Passagem extraída →
11 de Abril de 2020
Juliana Gragnani – @julianagragnani Da BBC News Brasil em Londres
Às vezes, ele tem vontade de dar um abraço ou um “cheiro” na mãe, mas Joseildo sabe que não pode. Por causa do coronavírus e porque não tem dinheiro para alugar um quarto, o técnico em enfermagem passou a dormir no terraço da casa, revezando entre um colchão no chão gelado e uma rede. Ele tem medo de contagiar a mãe, de 74 anos, que tem asma, pressão alta e, há um mês, sofreu um infarto.
“Quando soube que poderia transmitir para ela, pensei: ‘para onde eu vou?’ Com o salário que a gente ganha, não dá para alugar um quartinho. Eu não quero, casa, hotel, só quero um quarto para poder ficar tranquilo e exercer minha profissão sem medo de machucar a minha mãe, meu bem maior”, diz Joseildo da Silva Batista, de 33 anos, que trabalha em uma UPA (Unidade de Pronto Atendimento) em Campina Grande, na Paraíba.

Trechos de dados →
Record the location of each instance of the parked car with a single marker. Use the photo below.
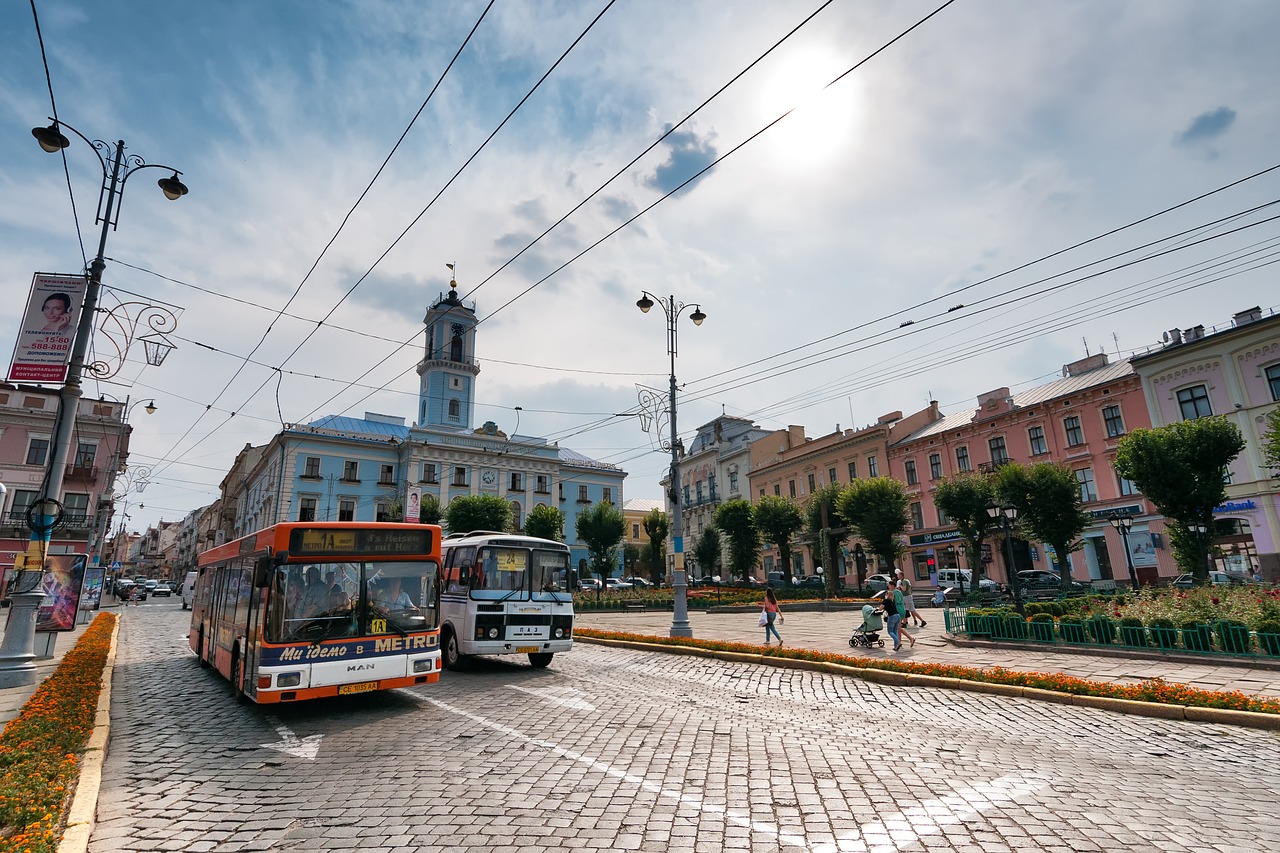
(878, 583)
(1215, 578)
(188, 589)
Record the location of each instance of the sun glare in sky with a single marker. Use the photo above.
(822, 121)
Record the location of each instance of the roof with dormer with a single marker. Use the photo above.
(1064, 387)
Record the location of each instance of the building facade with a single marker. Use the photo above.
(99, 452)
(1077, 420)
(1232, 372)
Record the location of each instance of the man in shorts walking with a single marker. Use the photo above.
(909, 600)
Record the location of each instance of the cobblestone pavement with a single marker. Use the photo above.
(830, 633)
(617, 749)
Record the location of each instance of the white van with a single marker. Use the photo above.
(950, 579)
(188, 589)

Questões →
1. Reescreva de forma mais concisa o parágrafo da reportagem que começa com "Às vezes, ele tem vontade", mantendo os fatos principais.
2. Devolva, sem nenhuma alteração, a parte da reportagem que vai de "11 de Abril" até "Grande, na Paraíba.", incluindo ambos.

Resultados em ordem →
1. Joseildo, técnico em enfermagem, evita abraçar a mãe por causa do coronavírus. Sem dinheiro para alugar um quarto, passou a dormir no terraço da casa, alternando entre um colchão no chão gelado e uma rede. Ele teme contagiar a mãe, de 74 anos, que tem asma e pressão alta e sofreu um infarto há um mês.

2.
11 de Abril de 2020
Juliana Gragnani – @julianagragnani Da BBC News Brasil em Londres
Às vezes, ele tem vontade de dar um abraço ou um “cheiro” na mãe, mas Joseildo sabe que não pode. Por causa do coronavírus e porque não tem dinheiro para alugar um quarto, o técnico em enfermagem passou a dormir no terraço da casa, revezando entre um colchão no chão gelado e uma rede. Ele tem medo de contagiar a mãe, de 74 anos, que tem asma, pressão alta e, há um mês, sofreu um infarto.
“Quando soube que poderia transmitir para ela, pensei: ‘para onde eu vou?’ Com o salário que a gente ganha, não dá para alugar um quartinho. Eu não quero, casa, hotel, só quero um quarto para poder ficar tranquilo e exercer minha profissão sem medo de machucar a minha mãe, meu bem maior”, diz Joseildo da Silva Batista, de 33 anos, que trabalha em uma UPA (Unidade de Pronto Atendimento) em Campina Grande, na Paraíba.